What the task asks
When copying the data, keep every line exactly the same.
Segment Start: Materials provided
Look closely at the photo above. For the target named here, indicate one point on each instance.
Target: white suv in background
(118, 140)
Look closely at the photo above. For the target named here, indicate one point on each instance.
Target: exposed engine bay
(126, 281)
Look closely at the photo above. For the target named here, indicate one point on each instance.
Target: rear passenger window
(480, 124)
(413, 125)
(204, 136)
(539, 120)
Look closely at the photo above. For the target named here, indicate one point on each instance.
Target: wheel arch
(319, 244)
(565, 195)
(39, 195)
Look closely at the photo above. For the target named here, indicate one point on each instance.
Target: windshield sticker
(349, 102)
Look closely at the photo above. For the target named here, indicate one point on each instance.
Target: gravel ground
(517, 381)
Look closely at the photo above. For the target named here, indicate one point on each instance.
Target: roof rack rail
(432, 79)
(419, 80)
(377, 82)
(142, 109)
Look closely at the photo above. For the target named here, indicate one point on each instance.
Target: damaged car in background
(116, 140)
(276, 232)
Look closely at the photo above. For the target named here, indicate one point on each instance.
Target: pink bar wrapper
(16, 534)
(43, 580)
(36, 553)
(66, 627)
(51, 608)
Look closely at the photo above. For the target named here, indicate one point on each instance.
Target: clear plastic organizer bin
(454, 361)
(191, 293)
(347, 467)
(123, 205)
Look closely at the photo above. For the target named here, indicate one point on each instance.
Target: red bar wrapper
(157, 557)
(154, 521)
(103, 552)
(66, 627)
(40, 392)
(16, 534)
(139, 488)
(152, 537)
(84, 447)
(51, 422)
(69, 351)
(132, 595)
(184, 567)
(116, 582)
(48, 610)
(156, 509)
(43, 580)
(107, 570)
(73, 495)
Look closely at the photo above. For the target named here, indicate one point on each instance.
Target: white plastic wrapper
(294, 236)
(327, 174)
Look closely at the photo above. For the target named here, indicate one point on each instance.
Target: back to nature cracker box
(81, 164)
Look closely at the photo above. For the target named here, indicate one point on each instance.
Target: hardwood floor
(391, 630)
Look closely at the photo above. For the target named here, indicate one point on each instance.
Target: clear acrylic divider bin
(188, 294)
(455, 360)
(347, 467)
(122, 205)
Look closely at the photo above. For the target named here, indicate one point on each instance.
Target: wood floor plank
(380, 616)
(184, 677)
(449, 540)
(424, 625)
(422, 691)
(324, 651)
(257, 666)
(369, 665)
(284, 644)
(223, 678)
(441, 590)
Segment End: Materials provided
Task result
Look closely at the photo above. For the target named here, indicate one point on each instance.
Target: white suv in background
(118, 140)
Look closely at the photo above. For the target named here, indicate one point on each instance.
Target: exposed engine bay
(126, 281)
Look closely at the photo above. For the target named here, indicate one point on each instance.
Target: rear passenger window
(480, 124)
(413, 125)
(204, 136)
(539, 120)
Look closely at the photo above. For the target named here, indicate one point on each instance.
Target: wheel arch
(319, 244)
(565, 195)
(39, 195)
Look closely at the photo above. For the target named here, indicate one point on each instance.
Target: windshield sticker
(349, 102)
Look closely at the photo above. For the target named here, indicate one point on each instance.
Target: gravel ground
(517, 381)
Look closely at the photo above. For the target named here, indicate one point on each instance.
Target: roof rack rail
(432, 79)
(419, 80)
(377, 82)
(142, 109)
Look closely at the photo above. For the target named here, indicate one point on each instance.
Target: damaged car in background
(116, 140)
(276, 232)
Look closely at the photo above. For the target named here, indicate one point on each instance.
Target: pink bar wrapper
(16, 534)
(43, 580)
(36, 553)
(66, 627)
(51, 608)
Look closely at the photo above. For the target named here, indicate one point on each instance.
Target: clear plastic organizer bin
(454, 361)
(191, 293)
(347, 467)
(123, 205)
Look closely at the photo above. For the target named here, indicate one point on each instance.
Target: red bar wrapper
(157, 557)
(154, 521)
(103, 552)
(66, 627)
(40, 392)
(16, 534)
(139, 488)
(152, 537)
(84, 447)
(51, 422)
(69, 351)
(132, 595)
(184, 567)
(116, 582)
(48, 610)
(156, 509)
(43, 580)
(107, 570)
(73, 495)
Look closely at the photo above. For the target named here, indicate one point on each instance.
Target: white plastic wrapper
(294, 236)
(327, 174)
Look closely at the photo above. For the target named here, indicate one point on each instance.
Target: back to nature cracker box
(81, 164)
Look closely at the photo above. For the target named here, indicate one point on each instance.
Target: hardwood floor
(391, 630)
Look closely at the photo above. For the target named here, indicate one point on each instance.
Target: clear acrylic divider bin
(188, 294)
(455, 360)
(347, 467)
(122, 205)
Look closely at the photo above. For the target named here, indicate one point on each instance.
Target: wood floor plank
(380, 616)
(184, 677)
(449, 540)
(424, 625)
(422, 691)
(324, 651)
(257, 666)
(369, 665)
(284, 644)
(223, 678)
(441, 590)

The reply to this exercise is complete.